Exercise requirements: If a record holds a picture, leave the picture out and repeat everything else exactly.
── Extracted information ──
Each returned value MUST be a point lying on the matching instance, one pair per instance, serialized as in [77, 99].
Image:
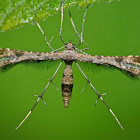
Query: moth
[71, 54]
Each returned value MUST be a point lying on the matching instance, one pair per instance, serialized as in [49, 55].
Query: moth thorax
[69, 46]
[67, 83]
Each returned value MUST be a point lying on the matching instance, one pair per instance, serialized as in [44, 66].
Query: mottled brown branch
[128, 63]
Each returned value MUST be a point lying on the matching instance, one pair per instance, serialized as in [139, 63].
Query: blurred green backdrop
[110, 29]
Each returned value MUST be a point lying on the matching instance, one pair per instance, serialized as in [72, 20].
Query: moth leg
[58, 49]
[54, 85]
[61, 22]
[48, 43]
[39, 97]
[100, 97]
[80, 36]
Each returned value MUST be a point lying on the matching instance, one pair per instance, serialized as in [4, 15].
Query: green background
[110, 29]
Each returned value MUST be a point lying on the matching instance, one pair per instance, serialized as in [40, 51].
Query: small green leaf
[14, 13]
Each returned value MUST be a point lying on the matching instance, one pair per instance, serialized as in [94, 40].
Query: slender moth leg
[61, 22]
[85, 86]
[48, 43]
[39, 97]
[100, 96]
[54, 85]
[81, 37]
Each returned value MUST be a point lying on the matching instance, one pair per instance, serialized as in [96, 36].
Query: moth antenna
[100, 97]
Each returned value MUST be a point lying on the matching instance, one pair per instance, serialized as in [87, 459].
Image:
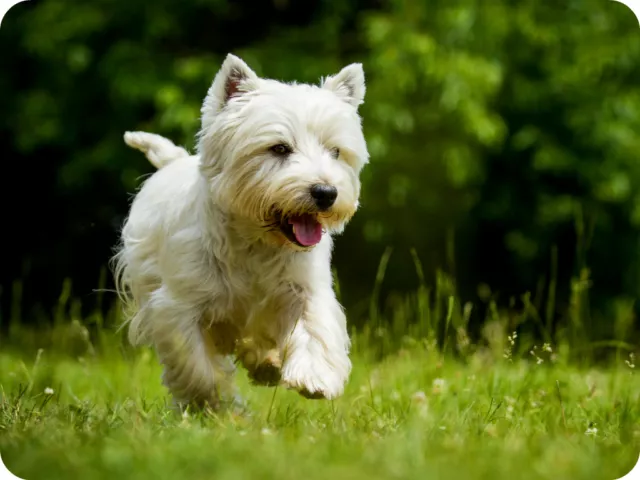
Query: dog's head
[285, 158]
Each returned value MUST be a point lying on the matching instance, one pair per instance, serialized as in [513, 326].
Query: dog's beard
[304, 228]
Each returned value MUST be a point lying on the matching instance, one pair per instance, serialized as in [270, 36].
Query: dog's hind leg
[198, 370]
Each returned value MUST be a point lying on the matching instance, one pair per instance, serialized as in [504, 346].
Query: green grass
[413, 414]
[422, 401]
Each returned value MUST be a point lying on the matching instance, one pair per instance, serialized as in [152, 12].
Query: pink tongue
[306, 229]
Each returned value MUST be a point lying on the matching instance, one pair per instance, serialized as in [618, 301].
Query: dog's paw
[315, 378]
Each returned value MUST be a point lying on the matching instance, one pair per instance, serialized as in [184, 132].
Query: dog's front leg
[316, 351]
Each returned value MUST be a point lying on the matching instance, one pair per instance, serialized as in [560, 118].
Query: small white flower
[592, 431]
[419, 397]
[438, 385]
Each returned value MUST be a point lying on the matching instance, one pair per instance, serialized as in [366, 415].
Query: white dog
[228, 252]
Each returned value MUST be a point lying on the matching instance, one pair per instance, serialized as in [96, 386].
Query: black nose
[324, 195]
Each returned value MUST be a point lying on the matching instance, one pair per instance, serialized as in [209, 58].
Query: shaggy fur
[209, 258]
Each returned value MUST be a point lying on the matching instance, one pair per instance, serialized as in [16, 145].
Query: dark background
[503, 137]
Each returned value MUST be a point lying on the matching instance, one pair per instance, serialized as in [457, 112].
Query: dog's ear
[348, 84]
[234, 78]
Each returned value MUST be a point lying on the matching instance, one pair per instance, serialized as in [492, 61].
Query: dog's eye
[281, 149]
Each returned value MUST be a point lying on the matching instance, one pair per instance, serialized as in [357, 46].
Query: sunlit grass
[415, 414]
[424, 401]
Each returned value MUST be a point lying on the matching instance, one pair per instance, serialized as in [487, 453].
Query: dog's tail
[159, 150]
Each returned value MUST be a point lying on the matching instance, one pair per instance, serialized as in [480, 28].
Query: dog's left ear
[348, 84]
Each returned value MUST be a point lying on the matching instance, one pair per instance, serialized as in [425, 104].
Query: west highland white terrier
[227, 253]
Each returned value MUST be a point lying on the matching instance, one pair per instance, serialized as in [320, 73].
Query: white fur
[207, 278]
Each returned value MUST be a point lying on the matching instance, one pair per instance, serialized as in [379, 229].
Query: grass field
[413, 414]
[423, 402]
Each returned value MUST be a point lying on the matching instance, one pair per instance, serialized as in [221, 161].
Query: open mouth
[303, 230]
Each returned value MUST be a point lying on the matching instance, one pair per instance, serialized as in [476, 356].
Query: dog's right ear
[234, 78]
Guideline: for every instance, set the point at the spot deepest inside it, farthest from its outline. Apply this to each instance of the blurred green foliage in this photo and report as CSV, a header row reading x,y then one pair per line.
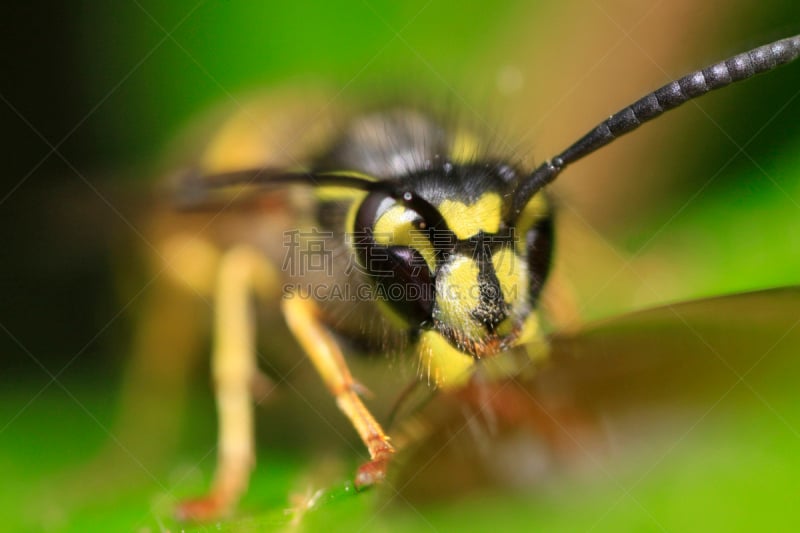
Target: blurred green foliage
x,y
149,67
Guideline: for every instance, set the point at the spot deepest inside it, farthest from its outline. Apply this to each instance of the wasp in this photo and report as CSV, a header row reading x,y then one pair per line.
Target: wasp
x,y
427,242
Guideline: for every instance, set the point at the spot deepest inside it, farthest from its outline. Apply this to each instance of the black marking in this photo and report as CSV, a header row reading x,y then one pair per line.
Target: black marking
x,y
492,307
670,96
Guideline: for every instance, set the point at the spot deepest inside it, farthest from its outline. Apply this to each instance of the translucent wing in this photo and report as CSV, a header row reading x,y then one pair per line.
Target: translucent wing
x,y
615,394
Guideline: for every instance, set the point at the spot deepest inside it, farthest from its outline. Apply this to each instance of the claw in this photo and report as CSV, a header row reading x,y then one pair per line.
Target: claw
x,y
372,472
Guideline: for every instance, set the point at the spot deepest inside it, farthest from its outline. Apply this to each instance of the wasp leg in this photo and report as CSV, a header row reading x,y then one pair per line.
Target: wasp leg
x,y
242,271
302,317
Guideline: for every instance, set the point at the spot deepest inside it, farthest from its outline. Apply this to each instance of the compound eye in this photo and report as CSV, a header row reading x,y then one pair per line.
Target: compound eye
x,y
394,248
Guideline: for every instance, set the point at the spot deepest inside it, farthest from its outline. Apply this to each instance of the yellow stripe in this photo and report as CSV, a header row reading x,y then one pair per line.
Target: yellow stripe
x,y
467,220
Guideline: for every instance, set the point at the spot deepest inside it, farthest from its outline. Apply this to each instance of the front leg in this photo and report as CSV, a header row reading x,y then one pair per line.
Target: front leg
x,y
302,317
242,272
───
Response to the task:
Each returned value MUST be a point lying on the matching instance, one pair per instance, serialized as in [77, 99].
Image:
Query: moth
[71, 54]
Each returned value MUST be a point lying on the matching instance, one pair per instance, serialized as in [49, 55].
Query: moth thorax
[69, 46]
[67, 83]
Each returned value MUST be a point lying on the matching instance, one pair per instance, serialized as in [44, 66].
Query: mottled brown branch
[128, 63]
Each returned value MUST be a point lying on the matching instance, one pair per instance, serialized as in [139, 63].
Query: blurred green backdrop
[110, 29]
Each returned value MUST be a point lying on the matching instance, one pair per instance, serialized as in [72, 20].
Query: moth leg
[58, 49]
[54, 85]
[61, 22]
[48, 43]
[39, 97]
[100, 97]
[80, 36]
Each returned value MUST be a point lying on the matching instance, one pair per instance, serialized as in [4, 15].
Query: green background
[110, 29]
Each returned value MUST be a point lying on the matching instance, one pair per instance, serialized as in [40, 51].
Query: small green leaf
[14, 13]
Each returned value MUST be a point lying on the matching instance, one pair per instance, serialized as in [94, 40].
Query: slender moth leg
[61, 22]
[85, 86]
[48, 43]
[39, 97]
[100, 96]
[54, 85]
[81, 37]
Each returned value MUST be a point lying on the matching instance, one pair per instance, serialized as in [96, 36].
Query: moth antenna
[100, 97]
Each returned value MUST be a point lying on the matching instance, one pair per instance, serialized as in [87, 459].
Image:
Query: dog's head
[285, 158]
Each returned value MUST be a point lying on the matching instance, one pair per instance, serialized as in [513, 326].
Query: dog's beard
[304, 228]
Each returned value MUST be a point lying on the matching instance, one pair per instance, serialized as in [270, 36].
Query: dog's hind leg
[198, 370]
Each returned value MUST be a point lying on the matching instance, one pair per instance, serialized as in [504, 346].
Query: green grass
[413, 414]
[422, 401]
Each returned value MUST be a point lying on the matching instance, one pair per instance, serialized as in [152, 12].
Query: pink tongue
[306, 229]
Each returned value MUST be a point lying on the matching instance, one pair per instance, serialized as in [618, 301].
Query: dog's paw
[315, 378]
Each returned value MUST be a point lying on the matching instance, one pair per instance, serialized as in [184, 132].
Query: dog's front leg
[316, 351]
Each returned value MUST be a point lying on the matching instance, one pair per instance, serialized as in [560, 118].
Query: small white flower
[592, 431]
[419, 397]
[438, 385]
Each returned value MUST be a point lying on the matching instance, one pair per instance, serialized as in [366, 415].
Query: white dog
[228, 252]
Each returned value MUST be a point lying on the matching instance, one pair per instance, serialized as in [96, 386].
Query: black nose
[324, 195]
Each returned value MUST be a point lying on the matching instance, one pair per instance, serialized as in [209, 58].
Query: shaggy fur
[209, 258]
Each returned value MUST be a point lying on the matching instance, one pair per instance, serialized as in [16, 145].
Query: dark background
[503, 137]
Each returned value MUST be a point lying on the matching instance, one pair per instance, serialized as in [457, 112].
Query: dog's ear
[348, 84]
[234, 78]
Each returned value MUST be a point lying on the matching instance, one pair per instance, serialized as in [492, 61].
Query: dog's eye
[281, 149]
Each returned value MUST be a point lying on the matching instance, one pair per instance, serialized as in [357, 46].
Query: sunlit grass
[415, 414]
[424, 401]
Each returned value MUST be a point lying on the matching instance, one pair per instance, serialized as in [487, 453].
Query: dog's tail
[159, 150]
Each returned value MUST be a point lying on the matching instance, one pair per instance, serialized as in [480, 28].
Query: dog's left ear
[348, 84]
Each returned value MUST be a point lying on the matching instance, one pair per instance, serialized as in [425, 104].
Query: west highland white terrier
[227, 253]
Each returned value MUST be a point lying on the matching instance, one pair per instance, serialized as in [320, 73].
Query: white fur
[207, 278]
Each returned value MUST be a point lying on the matching instance, one pair per instance, serialized as in [379, 229].
Query: grass field
[413, 414]
[423, 402]
Each returned value MUST be a point lying on the matching instance, one pair per instance, serialized as in [221, 161].
Query: open mouth
[303, 230]
Each returned value MUST be a point lying on the matching instance, one pair per instance, serialized as in [476, 356].
Query: dog's right ear
[234, 78]
Guideline: for every instance, set the point at the spot deepest inside it, farthest from its outline. Apply this to each instance of the blurred green foliage in this photo and report as CSV, a header row reading x,y then one pair per line.
Target: blurred green foliage
x,y
149,67
Guideline: for every instance, set the point at the spot deepest inside it, farthest from its outline. Apply this to each instance of the wasp in this photo and report as CSV, a header row reading x,y then one pair per line.
Target: wasp
x,y
427,242
Guideline: for every instance, set the point at the spot deepest inside it, farthest from its outline. Apply this to each instance of the black marking in this photo and report as CSV, a header row reading x,y then one pair per line.
Target: black marking
x,y
492,307
670,96
Guideline: for every instance, set the point at the spot deepest inside it, farthest from its outline. Apply this to each instance of the translucent wing in this photo and report as CSV, a header row reading x,y then one pair per line.
Target: translucent wing
x,y
615,394
Guideline: for every instance, set the point at the spot deepest inside it, farthest from its outline. Apply this to each instance of the claw in this photo and report as CSV, a header row reading x,y then one pair per line.
Target: claw
x,y
372,472
Guideline: for every instance, set the point at the spot deepest inside it, farthest from its outline. Apply this to each instance of the wasp leg in this photo and report as CSV, a header row reading x,y then one pair per line.
Target: wasp leg
x,y
242,271
302,317
Guideline: for every instance, set the point at the spot deepest inside it, farthest from its outline. Apply this to each instance of the compound eye in this photo and report as CSV, a header row reading x,y then one pair per line.
Target: compound eye
x,y
394,248
Guideline: for every instance, set the point at the spot deepest inside it, farthest from its outline. Apply this to each instance of the yellow stripe in this photo and report as CSV, a header row reading x,y then one pair per line.
Target: yellow stripe
x,y
467,220
Guideline: for every instance, set the point at the spot deepest inside it, farthest from its outline. Apply this to each instance of the front leg in this photo and report as CSV, a header row reading x,y then one pair per line.
Target: front leg
x,y
302,317
242,272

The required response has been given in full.